=== Source excerpt ===
People complain about how Google uses their personal data. But because of
Google's dominant position, they have practically every eye on them, watching
their every move. If everything were more decentralized, it would be much more
difficult to determine who has your data and what they're doing with it. Think
about the many recent unauthorized data breaches at Gawker, etc. Google's
model makes sense. Their product is great. If Google can't earn enough revenue
and goes bankrupt, do you really think you'll be better off than you are now?
Google has helped to develop many of technologies that are critical to your
favorite apps. Their innovations push the web forward, and we are lucky to
have them.

Next, think about how Apple controls their "App Store". If all of the ad.
revenue shifts to Apple, will we be better-off with them controlling which
apps make it and which apps are "rejects"? What kind of novel, 'core'
technologies has Apple ever freely shared with the Internet? I'm sick of
people bashing Google all of the time… Do you remember Webcrawler? Do you want
to go back to using that? Or ---god forbid--- Bing?

Lastly, the author of this article, "Eric Jackson, founder of Ironfire
Capital", said pretty much the exact same thing about Facebook on June 4th of
this year:
[http://www.cnbc.com/id/47674474/Facebook_Will_Disappear_in_5...](http://www.cnbc.com/id/47674474/Facebook_Will_Disappear_in_5_to_8_Years_Analyst)
Can anyone think of a reason why a talking head for a financial TV network
would think twice before spewing bullshit? This guy probably sends pre-
publication copies of his articles to friends who short the stocks on his 'hit
list'…kinda like this: <http://en.wikipedia.org/wiki/Eugene_Plotkin>

------
chmod775
_"Google may be on its way out as the dominant player in search, according to
one analyst"_ " _Quarterly earnings, CPC blabla_ "

The article makes it sounds like that because Google's quarterly earnings
decrease they're going to lose their market leadership.

The truth is: Users do not give a damn. Just because Google's making less
money of them they're not going to use Bing. A company is not going to vanish
because of that. A company vanishes when the company either is insolvent or
their last user leaves.

When do people realize that success != stocks and stocks != userbase != CPC
and so on

------
cmccabe
Judging from all the bear raids on GOOG lately, it might be a good time to
buy.

=== Data rows ===
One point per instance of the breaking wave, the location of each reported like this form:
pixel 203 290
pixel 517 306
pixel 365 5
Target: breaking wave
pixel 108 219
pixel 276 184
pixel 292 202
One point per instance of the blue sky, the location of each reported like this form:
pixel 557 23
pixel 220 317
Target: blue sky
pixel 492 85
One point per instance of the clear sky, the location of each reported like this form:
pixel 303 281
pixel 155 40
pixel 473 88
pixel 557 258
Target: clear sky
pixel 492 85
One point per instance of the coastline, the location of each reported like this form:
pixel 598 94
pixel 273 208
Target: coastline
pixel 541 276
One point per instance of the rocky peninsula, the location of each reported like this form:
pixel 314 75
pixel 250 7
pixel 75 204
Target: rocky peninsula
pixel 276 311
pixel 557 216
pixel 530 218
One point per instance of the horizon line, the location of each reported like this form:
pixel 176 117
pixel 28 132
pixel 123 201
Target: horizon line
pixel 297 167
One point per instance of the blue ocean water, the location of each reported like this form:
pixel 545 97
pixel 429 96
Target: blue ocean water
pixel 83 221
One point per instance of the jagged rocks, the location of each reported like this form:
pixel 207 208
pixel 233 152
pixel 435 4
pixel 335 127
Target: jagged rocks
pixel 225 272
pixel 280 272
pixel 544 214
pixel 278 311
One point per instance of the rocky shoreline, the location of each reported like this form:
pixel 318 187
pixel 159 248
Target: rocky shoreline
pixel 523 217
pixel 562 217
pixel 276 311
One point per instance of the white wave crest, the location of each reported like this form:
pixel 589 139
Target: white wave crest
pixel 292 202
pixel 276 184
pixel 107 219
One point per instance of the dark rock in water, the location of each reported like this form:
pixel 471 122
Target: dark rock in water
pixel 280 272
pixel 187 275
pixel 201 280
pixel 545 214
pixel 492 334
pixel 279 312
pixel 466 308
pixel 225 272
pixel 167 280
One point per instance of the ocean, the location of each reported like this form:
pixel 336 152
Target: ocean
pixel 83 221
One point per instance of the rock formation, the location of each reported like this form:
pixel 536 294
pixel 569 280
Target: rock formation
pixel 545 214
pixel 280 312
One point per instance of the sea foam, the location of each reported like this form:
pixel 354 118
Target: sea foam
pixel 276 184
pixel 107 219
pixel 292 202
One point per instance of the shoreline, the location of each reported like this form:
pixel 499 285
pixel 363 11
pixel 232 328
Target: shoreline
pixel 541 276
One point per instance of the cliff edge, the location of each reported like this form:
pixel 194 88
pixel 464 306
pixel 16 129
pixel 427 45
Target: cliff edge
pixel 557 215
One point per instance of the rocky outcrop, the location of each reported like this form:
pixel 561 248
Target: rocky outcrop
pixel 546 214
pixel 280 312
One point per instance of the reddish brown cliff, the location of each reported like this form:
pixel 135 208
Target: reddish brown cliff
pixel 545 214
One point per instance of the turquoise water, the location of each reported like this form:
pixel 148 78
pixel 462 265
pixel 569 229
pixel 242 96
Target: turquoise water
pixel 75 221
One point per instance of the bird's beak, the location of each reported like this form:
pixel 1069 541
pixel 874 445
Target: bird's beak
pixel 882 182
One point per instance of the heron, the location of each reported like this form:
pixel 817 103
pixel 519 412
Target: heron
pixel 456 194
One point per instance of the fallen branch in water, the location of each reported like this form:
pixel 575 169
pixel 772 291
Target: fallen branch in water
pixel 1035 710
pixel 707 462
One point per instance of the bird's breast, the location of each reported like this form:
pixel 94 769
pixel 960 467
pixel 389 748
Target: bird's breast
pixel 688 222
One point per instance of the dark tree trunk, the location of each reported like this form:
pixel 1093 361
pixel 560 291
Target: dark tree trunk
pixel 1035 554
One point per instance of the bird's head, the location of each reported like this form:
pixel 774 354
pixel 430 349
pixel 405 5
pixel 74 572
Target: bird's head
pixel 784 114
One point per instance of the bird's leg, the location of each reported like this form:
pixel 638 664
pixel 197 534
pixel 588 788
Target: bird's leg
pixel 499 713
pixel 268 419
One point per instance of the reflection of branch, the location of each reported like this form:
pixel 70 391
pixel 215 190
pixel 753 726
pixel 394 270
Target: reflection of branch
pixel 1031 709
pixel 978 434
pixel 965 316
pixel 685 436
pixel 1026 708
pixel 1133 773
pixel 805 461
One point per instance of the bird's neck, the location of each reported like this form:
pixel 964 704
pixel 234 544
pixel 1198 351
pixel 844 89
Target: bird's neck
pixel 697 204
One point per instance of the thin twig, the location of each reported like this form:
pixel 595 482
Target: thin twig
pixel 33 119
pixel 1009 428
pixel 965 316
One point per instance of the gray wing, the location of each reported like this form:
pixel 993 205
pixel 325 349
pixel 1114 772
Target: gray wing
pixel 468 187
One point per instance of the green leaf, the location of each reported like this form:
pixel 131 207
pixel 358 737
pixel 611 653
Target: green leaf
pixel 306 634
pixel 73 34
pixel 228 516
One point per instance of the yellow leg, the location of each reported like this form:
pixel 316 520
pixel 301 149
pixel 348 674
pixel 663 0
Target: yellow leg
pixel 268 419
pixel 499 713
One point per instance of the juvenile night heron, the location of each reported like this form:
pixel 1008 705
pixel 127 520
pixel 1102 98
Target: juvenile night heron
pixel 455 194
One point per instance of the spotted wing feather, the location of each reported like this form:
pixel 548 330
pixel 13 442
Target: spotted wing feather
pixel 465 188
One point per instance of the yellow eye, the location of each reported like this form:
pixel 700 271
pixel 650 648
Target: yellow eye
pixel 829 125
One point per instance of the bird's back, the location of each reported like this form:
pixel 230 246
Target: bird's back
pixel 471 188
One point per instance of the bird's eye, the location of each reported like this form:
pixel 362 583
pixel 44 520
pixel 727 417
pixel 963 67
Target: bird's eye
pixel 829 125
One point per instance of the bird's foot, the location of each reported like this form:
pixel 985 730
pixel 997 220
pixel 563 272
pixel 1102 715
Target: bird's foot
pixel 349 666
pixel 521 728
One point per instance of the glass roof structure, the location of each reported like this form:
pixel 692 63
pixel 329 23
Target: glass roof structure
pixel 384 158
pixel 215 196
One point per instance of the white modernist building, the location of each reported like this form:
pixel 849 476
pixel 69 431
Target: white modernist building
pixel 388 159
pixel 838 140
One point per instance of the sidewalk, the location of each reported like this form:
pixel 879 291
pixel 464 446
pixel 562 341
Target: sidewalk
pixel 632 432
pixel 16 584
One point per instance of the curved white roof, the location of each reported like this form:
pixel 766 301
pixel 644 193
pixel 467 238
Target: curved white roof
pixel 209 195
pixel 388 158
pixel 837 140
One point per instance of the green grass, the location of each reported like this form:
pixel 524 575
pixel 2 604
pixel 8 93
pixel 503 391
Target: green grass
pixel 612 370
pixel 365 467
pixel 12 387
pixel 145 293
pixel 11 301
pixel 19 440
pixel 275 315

=== Instructions for the task ===
Return the passage of the Google forum thread above word for word, starting at "The article makes" and ending at "last user leaves.".

=== Answer for this exercise ===
The article makes it sounds like that because Google's quarterly earnings
decrease they're going to lose their market leadership.

The truth is: Users do not give a damn. Just because Google's making less
money of them they're not going to use Bing. A company is not going to vanish
because of that. A company vanishes when the company either is insolvent or
their last user leaves.